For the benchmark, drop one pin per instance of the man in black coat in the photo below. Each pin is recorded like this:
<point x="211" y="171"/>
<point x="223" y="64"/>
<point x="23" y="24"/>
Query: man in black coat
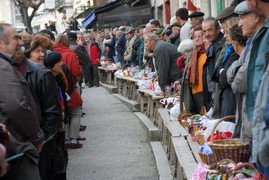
<point x="165" y="55"/>
<point x="19" y="111"/>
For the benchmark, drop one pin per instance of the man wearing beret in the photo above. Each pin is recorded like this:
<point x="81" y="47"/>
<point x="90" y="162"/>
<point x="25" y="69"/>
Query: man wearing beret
<point x="196" y="18"/>
<point x="257" y="89"/>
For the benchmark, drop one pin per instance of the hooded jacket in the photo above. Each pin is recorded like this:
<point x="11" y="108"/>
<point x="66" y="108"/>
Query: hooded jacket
<point x="71" y="60"/>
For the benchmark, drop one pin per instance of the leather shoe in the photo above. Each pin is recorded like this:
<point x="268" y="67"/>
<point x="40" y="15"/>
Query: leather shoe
<point x="82" y="128"/>
<point x="81" y="138"/>
<point x="75" y="145"/>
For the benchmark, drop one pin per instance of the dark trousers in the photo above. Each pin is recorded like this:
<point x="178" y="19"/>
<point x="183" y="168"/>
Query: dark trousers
<point x="86" y="72"/>
<point x="95" y="75"/>
<point x="24" y="168"/>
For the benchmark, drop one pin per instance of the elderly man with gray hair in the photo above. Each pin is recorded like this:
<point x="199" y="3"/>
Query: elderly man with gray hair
<point x="165" y="58"/>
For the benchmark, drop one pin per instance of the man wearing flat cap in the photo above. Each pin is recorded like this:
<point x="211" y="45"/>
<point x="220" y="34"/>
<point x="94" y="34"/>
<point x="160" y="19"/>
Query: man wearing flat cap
<point x="196" y="18"/>
<point x="174" y="38"/>
<point x="129" y="35"/>
<point x="182" y="19"/>
<point x="257" y="89"/>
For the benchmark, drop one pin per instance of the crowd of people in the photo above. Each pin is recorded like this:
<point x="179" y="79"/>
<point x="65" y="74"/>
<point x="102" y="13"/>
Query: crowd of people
<point x="218" y="63"/>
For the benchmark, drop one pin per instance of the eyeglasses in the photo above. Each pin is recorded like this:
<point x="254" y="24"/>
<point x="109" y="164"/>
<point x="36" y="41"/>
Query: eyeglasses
<point x="47" y="52"/>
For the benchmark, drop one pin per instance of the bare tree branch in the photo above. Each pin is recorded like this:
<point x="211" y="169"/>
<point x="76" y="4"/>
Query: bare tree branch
<point x="23" y="6"/>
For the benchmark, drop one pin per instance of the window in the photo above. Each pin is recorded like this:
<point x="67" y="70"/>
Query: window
<point x="18" y="14"/>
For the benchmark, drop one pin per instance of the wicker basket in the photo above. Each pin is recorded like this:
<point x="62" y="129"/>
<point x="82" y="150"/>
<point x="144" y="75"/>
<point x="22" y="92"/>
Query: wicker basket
<point x="233" y="149"/>
<point x="207" y="158"/>
<point x="183" y="119"/>
<point x="201" y="138"/>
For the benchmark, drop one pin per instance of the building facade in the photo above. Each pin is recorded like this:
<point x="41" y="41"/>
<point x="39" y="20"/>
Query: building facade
<point x="165" y="9"/>
<point x="9" y="13"/>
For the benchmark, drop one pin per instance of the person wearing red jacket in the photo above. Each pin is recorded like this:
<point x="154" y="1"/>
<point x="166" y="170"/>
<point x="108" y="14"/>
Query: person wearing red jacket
<point x="70" y="59"/>
<point x="93" y="51"/>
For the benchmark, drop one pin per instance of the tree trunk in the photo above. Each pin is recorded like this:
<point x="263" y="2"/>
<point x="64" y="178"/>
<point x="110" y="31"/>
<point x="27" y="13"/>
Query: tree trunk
<point x="29" y="26"/>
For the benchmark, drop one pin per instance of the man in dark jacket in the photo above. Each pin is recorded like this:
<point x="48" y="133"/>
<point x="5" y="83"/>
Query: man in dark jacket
<point x="19" y="111"/>
<point x="213" y="34"/>
<point x="165" y="55"/>
<point x="111" y="44"/>
<point x="43" y="83"/>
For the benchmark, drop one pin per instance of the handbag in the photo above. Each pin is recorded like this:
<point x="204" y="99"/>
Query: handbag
<point x="246" y="171"/>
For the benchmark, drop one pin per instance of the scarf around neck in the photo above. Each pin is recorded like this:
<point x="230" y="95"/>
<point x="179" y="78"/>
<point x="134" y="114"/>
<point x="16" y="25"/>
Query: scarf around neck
<point x="192" y="71"/>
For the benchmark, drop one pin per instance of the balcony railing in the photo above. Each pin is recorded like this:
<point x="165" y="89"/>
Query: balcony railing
<point x="59" y="4"/>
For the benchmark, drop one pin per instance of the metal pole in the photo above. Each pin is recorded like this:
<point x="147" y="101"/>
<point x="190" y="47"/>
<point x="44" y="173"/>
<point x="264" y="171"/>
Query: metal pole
<point x="209" y="8"/>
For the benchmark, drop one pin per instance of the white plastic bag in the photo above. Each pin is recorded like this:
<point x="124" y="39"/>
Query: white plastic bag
<point x="175" y="111"/>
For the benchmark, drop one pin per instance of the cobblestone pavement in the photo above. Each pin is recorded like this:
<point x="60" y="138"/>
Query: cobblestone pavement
<point x="117" y="147"/>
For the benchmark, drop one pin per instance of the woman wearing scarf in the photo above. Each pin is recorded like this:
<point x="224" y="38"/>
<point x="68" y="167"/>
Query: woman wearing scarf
<point x="194" y="74"/>
<point x="227" y="97"/>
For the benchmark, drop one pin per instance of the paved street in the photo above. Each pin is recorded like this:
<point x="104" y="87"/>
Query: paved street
<point x="116" y="148"/>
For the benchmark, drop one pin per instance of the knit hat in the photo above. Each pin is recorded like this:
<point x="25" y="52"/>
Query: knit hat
<point x="242" y="8"/>
<point x="182" y="13"/>
<point x="72" y="36"/>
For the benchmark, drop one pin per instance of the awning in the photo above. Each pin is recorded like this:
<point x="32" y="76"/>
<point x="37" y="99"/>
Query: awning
<point x="106" y="7"/>
<point x="89" y="19"/>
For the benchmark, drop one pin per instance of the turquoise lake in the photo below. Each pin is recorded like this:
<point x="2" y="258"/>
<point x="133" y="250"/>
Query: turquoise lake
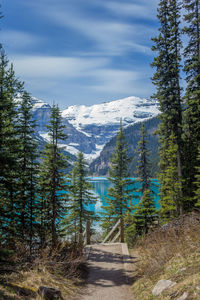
<point x="101" y="185"/>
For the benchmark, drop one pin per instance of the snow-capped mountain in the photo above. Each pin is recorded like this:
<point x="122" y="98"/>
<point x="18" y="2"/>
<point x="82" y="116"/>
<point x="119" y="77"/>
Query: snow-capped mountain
<point x="100" y="122"/>
<point x="89" y="128"/>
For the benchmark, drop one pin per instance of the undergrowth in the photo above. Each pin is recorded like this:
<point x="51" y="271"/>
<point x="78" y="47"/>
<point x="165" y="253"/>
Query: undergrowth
<point x="63" y="269"/>
<point x="170" y="252"/>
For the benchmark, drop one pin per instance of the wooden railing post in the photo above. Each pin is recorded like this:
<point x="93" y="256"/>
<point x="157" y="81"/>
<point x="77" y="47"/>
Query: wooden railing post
<point x="88" y="234"/>
<point x="122" y="230"/>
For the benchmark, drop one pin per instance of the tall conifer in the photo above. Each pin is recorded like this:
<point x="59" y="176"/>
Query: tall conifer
<point x="167" y="45"/>
<point x="52" y="182"/>
<point x="192" y="97"/>
<point x="81" y="197"/>
<point x="143" y="166"/>
<point x="120" y="194"/>
<point x="27" y="168"/>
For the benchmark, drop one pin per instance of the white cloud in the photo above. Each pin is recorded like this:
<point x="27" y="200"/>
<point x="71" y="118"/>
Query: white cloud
<point x="18" y="40"/>
<point x="142" y="9"/>
<point x="53" y="67"/>
<point x="110" y="37"/>
<point x="121" y="82"/>
<point x="59" y="74"/>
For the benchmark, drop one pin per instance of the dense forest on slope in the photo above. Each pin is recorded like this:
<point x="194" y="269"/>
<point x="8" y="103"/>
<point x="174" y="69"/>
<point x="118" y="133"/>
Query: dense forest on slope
<point x="100" y="165"/>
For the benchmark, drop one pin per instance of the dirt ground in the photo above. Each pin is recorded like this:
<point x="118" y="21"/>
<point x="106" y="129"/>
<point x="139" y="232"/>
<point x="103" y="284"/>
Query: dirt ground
<point x="110" y="274"/>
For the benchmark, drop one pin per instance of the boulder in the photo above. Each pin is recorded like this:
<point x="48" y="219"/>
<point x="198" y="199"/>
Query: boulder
<point x="49" y="293"/>
<point x="162" y="285"/>
<point x="183" y="297"/>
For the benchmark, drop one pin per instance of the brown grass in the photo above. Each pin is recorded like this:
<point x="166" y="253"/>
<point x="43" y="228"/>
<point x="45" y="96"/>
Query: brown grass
<point x="63" y="269"/>
<point x="170" y="252"/>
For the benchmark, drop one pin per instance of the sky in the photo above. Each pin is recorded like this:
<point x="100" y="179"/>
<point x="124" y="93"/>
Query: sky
<point x="75" y="52"/>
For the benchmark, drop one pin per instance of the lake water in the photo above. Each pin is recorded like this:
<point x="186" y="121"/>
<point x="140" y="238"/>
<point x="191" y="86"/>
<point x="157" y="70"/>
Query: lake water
<point x="101" y="185"/>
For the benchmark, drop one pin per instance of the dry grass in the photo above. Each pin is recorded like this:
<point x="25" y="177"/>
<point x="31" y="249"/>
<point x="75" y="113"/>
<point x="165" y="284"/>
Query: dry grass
<point x="171" y="252"/>
<point x="62" y="270"/>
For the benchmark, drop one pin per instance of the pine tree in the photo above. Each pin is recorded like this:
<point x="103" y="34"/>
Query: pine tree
<point x="80" y="198"/>
<point x="170" y="190"/>
<point x="192" y="97"/>
<point x="120" y="197"/>
<point x="143" y="167"/>
<point x="197" y="181"/>
<point x="9" y="151"/>
<point x="166" y="79"/>
<point x="52" y="182"/>
<point x="145" y="214"/>
<point x="27" y="168"/>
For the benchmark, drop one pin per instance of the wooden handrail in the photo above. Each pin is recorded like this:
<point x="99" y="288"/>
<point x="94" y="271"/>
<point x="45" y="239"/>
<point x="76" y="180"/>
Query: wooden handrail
<point x="112" y="231"/>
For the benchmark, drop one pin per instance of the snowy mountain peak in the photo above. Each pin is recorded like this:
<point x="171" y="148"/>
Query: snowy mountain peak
<point x="130" y="110"/>
<point x="37" y="103"/>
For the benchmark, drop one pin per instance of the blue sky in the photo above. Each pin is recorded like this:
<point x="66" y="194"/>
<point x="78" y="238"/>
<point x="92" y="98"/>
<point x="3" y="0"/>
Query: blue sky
<point x="81" y="51"/>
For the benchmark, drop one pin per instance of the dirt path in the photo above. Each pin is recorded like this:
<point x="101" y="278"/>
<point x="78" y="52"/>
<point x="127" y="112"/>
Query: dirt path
<point x="110" y="274"/>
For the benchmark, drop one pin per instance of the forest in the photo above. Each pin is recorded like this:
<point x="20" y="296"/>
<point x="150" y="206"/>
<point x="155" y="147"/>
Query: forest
<point x="41" y="203"/>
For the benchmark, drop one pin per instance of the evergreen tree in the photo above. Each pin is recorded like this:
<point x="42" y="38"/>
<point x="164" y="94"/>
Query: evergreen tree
<point x="120" y="197"/>
<point x="166" y="79"/>
<point x="192" y="97"/>
<point x="27" y="168"/>
<point x="143" y="167"/>
<point x="197" y="181"/>
<point x="145" y="213"/>
<point x="52" y="182"/>
<point x="170" y="189"/>
<point x="81" y="197"/>
<point x="9" y="151"/>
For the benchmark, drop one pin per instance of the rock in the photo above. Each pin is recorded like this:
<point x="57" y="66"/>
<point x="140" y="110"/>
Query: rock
<point x="49" y="293"/>
<point x="183" y="297"/>
<point x="162" y="285"/>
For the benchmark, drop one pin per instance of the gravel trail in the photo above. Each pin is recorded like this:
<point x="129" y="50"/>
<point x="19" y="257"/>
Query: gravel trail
<point x="110" y="274"/>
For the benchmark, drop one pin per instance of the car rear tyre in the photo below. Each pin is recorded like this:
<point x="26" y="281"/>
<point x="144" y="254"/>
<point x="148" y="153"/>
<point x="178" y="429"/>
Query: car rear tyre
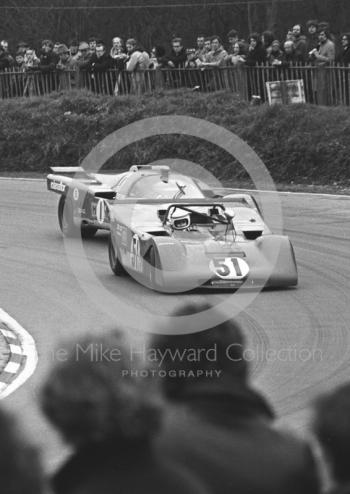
<point x="114" y="261"/>
<point x="66" y="221"/>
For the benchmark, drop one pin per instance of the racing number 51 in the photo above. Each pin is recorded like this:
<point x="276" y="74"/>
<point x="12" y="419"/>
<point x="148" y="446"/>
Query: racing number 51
<point x="223" y="268"/>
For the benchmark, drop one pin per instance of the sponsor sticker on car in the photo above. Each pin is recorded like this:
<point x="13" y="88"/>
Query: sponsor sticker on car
<point x="58" y="186"/>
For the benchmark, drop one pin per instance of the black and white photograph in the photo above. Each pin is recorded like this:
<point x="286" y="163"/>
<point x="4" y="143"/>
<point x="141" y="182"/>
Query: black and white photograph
<point x="174" y="246"/>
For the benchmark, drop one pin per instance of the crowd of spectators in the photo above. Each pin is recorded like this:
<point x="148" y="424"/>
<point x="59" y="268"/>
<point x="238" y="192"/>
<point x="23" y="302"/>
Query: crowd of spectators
<point x="60" y="66"/>
<point x="316" y="45"/>
<point x="175" y="415"/>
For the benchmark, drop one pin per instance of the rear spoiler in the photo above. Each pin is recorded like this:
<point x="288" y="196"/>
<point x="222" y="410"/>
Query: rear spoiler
<point x="70" y="171"/>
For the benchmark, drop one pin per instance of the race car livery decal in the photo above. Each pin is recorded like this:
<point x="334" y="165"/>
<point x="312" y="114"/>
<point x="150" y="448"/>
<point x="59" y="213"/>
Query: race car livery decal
<point x="58" y="186"/>
<point x="100" y="211"/>
<point x="135" y="254"/>
<point x="229" y="268"/>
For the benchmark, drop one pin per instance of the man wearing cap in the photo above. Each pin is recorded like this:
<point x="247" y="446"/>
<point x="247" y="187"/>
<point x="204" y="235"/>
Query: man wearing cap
<point x="312" y="35"/>
<point x="48" y="59"/>
<point x="99" y="64"/>
<point x="276" y="55"/>
<point x="67" y="68"/>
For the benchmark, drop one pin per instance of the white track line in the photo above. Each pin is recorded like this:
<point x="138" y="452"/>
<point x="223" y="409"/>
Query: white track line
<point x="286" y="192"/>
<point x="27" y="349"/>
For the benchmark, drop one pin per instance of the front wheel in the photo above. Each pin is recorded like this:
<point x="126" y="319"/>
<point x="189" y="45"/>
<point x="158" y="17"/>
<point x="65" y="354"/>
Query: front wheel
<point x="114" y="261"/>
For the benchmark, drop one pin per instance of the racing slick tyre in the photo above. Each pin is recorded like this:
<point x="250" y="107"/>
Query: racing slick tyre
<point x="66" y="221"/>
<point x="114" y="261"/>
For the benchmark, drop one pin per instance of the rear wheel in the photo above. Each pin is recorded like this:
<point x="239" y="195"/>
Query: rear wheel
<point x="114" y="261"/>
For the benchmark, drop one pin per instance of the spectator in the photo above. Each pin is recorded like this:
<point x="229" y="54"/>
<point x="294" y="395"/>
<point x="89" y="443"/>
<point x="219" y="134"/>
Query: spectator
<point x="4" y="60"/>
<point x="267" y="39"/>
<point x="74" y="49"/>
<point x="118" y="54"/>
<point x="22" y="47"/>
<point x="136" y="65"/>
<point x="256" y="51"/>
<point x="19" y="462"/>
<point x="201" y="51"/>
<point x="238" y="56"/>
<point x="312" y="36"/>
<point x="325" y="54"/>
<point x="344" y="56"/>
<point x="300" y="44"/>
<point x="56" y="45"/>
<point x="31" y="61"/>
<point x="100" y="61"/>
<point x="217" y="57"/>
<point x="177" y="57"/>
<point x="289" y="56"/>
<point x="19" y="61"/>
<point x="207" y="46"/>
<point x="48" y="59"/>
<point x="5" y="46"/>
<point x="191" y="62"/>
<point x="331" y="424"/>
<point x="219" y="427"/>
<point x="276" y="55"/>
<point x="110" y="420"/>
<point x="92" y="45"/>
<point x="158" y="58"/>
<point x="99" y="64"/>
<point x="232" y="37"/>
<point x="290" y="36"/>
<point x="84" y="56"/>
<point x="67" y="67"/>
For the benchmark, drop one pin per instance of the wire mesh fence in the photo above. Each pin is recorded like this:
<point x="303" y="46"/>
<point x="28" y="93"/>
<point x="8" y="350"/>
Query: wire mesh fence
<point x="324" y="85"/>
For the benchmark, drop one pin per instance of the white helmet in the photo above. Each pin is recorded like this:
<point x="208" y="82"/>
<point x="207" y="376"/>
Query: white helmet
<point x="180" y="219"/>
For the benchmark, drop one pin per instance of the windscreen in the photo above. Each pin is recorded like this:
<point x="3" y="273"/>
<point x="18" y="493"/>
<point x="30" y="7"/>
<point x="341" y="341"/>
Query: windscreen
<point x="177" y="187"/>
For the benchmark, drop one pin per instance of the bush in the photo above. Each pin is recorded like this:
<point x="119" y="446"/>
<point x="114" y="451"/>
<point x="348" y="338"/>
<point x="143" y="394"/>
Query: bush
<point x="300" y="143"/>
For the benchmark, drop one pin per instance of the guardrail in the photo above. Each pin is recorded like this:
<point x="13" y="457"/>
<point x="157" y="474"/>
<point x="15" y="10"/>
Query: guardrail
<point x="326" y="85"/>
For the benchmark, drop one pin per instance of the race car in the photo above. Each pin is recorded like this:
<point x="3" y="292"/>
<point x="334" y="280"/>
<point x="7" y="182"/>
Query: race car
<point x="84" y="203"/>
<point x="184" y="244"/>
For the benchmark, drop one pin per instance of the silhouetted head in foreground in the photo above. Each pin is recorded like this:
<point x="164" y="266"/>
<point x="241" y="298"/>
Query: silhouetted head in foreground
<point x="89" y="398"/>
<point x="20" y="470"/>
<point x="213" y="356"/>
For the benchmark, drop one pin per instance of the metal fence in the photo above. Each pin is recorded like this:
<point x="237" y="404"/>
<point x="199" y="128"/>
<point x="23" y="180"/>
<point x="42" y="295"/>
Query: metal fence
<point x="326" y="85"/>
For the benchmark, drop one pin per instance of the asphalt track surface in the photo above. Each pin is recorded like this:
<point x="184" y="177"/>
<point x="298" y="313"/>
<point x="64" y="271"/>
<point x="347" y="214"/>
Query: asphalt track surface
<point x="311" y="322"/>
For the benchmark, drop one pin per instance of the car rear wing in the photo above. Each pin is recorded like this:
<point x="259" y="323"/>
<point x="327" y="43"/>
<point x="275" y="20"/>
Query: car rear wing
<point x="70" y="171"/>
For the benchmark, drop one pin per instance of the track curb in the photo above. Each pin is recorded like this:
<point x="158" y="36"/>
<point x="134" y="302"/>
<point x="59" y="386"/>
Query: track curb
<point x="23" y="356"/>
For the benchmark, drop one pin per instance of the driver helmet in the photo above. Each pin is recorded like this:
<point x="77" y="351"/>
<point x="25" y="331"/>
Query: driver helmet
<point x="180" y="220"/>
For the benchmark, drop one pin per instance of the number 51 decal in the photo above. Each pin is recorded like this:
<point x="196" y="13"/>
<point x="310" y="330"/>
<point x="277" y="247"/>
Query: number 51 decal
<point x="229" y="268"/>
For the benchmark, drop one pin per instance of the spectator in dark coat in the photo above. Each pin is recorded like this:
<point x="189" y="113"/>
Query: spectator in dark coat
<point x="232" y="37"/>
<point x="344" y="56"/>
<point x="4" y="60"/>
<point x="267" y="38"/>
<point x="331" y="424"/>
<point x="20" y="468"/>
<point x="217" y="425"/>
<point x="178" y="56"/>
<point x="312" y="35"/>
<point x="256" y="52"/>
<point x="300" y="43"/>
<point x="290" y="57"/>
<point x="100" y="61"/>
<point x="48" y="59"/>
<point x="276" y="55"/>
<point x="110" y="419"/>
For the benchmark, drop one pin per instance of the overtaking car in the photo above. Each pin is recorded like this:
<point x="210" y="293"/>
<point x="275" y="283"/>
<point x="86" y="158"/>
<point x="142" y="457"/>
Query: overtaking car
<point x="186" y="244"/>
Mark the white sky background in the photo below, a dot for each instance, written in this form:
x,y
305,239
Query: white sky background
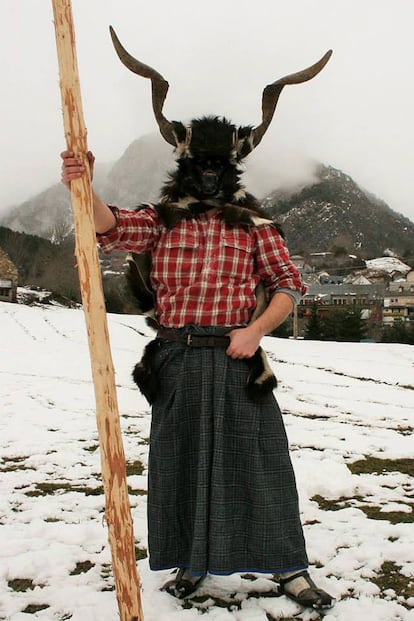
x,y
218,56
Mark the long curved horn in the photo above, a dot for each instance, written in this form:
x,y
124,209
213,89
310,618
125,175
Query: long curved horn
x,y
272,91
158,83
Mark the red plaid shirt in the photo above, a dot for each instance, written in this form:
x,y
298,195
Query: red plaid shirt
x,y
204,271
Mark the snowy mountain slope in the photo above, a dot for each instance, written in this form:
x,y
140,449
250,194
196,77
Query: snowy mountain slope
x,y
343,403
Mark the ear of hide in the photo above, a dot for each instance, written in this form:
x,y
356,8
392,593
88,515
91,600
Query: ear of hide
x,y
261,379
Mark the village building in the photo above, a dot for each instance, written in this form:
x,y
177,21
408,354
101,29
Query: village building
x,y
8,278
399,300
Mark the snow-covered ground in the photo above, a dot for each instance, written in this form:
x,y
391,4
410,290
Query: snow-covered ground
x,y
343,402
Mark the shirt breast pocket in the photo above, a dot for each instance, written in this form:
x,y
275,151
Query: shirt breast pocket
x,y
176,258
237,254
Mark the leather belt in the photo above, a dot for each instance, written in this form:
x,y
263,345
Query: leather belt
x,y
194,340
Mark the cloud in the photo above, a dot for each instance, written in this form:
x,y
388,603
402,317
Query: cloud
x,y
356,115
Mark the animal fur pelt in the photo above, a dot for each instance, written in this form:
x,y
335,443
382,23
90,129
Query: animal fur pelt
x,y
260,381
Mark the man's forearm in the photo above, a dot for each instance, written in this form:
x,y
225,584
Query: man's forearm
x,y
103,217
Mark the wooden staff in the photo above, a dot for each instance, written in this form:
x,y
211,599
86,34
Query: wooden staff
x,y
117,511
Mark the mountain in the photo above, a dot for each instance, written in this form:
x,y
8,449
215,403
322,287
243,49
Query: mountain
x,y
334,213
136,177
331,213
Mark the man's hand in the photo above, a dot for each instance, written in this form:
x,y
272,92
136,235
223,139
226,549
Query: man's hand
x,y
244,342
74,168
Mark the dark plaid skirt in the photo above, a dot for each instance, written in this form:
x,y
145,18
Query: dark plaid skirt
x,y
222,493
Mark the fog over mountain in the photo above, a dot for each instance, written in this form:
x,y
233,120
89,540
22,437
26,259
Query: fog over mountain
x,y
319,206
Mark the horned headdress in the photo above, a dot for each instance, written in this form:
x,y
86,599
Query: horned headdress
x,y
220,144
245,139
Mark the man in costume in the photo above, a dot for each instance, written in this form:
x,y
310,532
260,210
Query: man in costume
x,y
222,495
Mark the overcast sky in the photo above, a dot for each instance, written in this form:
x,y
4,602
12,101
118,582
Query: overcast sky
x,y
356,115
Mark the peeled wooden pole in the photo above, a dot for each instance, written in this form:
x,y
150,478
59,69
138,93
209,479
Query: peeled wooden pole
x,y
117,510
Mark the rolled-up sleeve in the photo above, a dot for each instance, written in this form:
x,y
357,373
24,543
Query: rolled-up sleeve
x,y
274,266
135,231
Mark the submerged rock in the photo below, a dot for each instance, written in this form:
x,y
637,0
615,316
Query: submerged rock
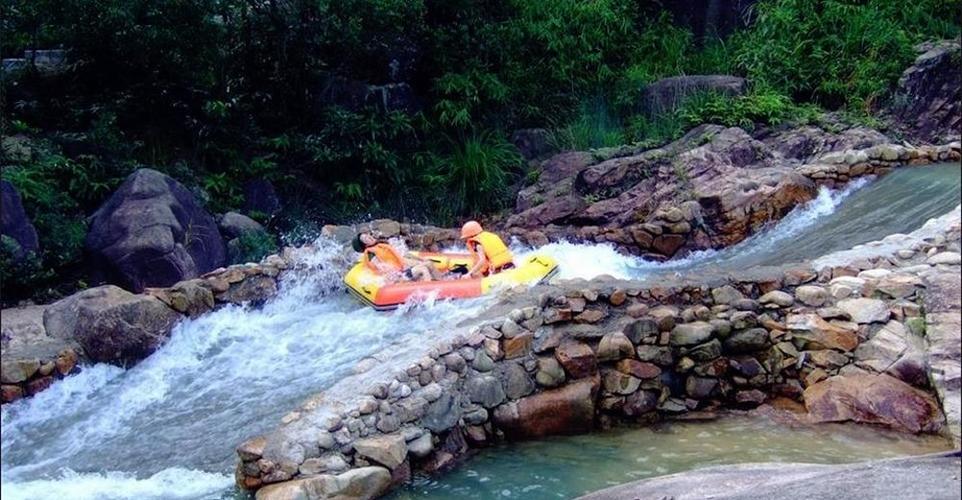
x,y
566,410
928,477
873,399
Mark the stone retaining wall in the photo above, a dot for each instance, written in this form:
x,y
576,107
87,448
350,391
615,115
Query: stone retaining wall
x,y
680,226
846,343
42,344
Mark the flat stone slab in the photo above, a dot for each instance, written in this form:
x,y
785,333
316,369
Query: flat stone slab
x,y
24,337
916,478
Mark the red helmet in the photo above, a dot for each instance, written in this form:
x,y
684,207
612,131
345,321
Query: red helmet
x,y
469,229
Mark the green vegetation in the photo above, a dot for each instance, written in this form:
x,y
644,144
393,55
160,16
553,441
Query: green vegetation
x,y
216,93
251,246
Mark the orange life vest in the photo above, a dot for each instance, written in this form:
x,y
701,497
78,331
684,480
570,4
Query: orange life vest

=== Exercise brief ===
Only the lines from the one containing "Mark the peeled" through the end of the listing are to be quoted, exactly and with both ends included; pictures are left out.

=== Task output ===
Mark the peeled wooden pole in the photo above, a dot for each instance, written in this form:
x,y
150,478
59,69
138,93
209,479
Query: peeled wooden pole
x,y
117,510
Mark the rolled-up sleeve in the photo above, a dot for each instance, written in this form:
x,y
357,373
24,543
Query: rolled-up sleeve
x,y
274,266
135,231
Mark the submerged rock in the photo below, a dot for each instance, written in this form:
x,y
637,0
615,316
Query: submerged rock
x,y
566,410
928,477
873,399
Mark the stone retaining wall in the photo above, a dot for each instance, written in this form:
x,y
576,107
87,448
350,391
615,115
Query: stone retaining wall
x,y
680,226
846,343
42,344
Mark the flat stone slab in the photo above, a dot for each instance, written in this form:
x,y
785,333
316,369
Query: flat stone slab
x,y
24,337
916,478
Mark the red helmet in the photo above, a dot for each instance, written in this form:
x,y
684,207
612,131
345,321
Query: red helmet
x,y
469,229
Mark the green vegetation in the photo above, a dot for each instance, written in this form:
x,y
644,144
393,55
160,16
553,441
Query: green vegetation
x,y
216,93
251,246
Mark the orange life vest in the photo above, a dot for each instance, written in this form:
x,y
701,497
78,331
684,480
570,4
Query: orange life vest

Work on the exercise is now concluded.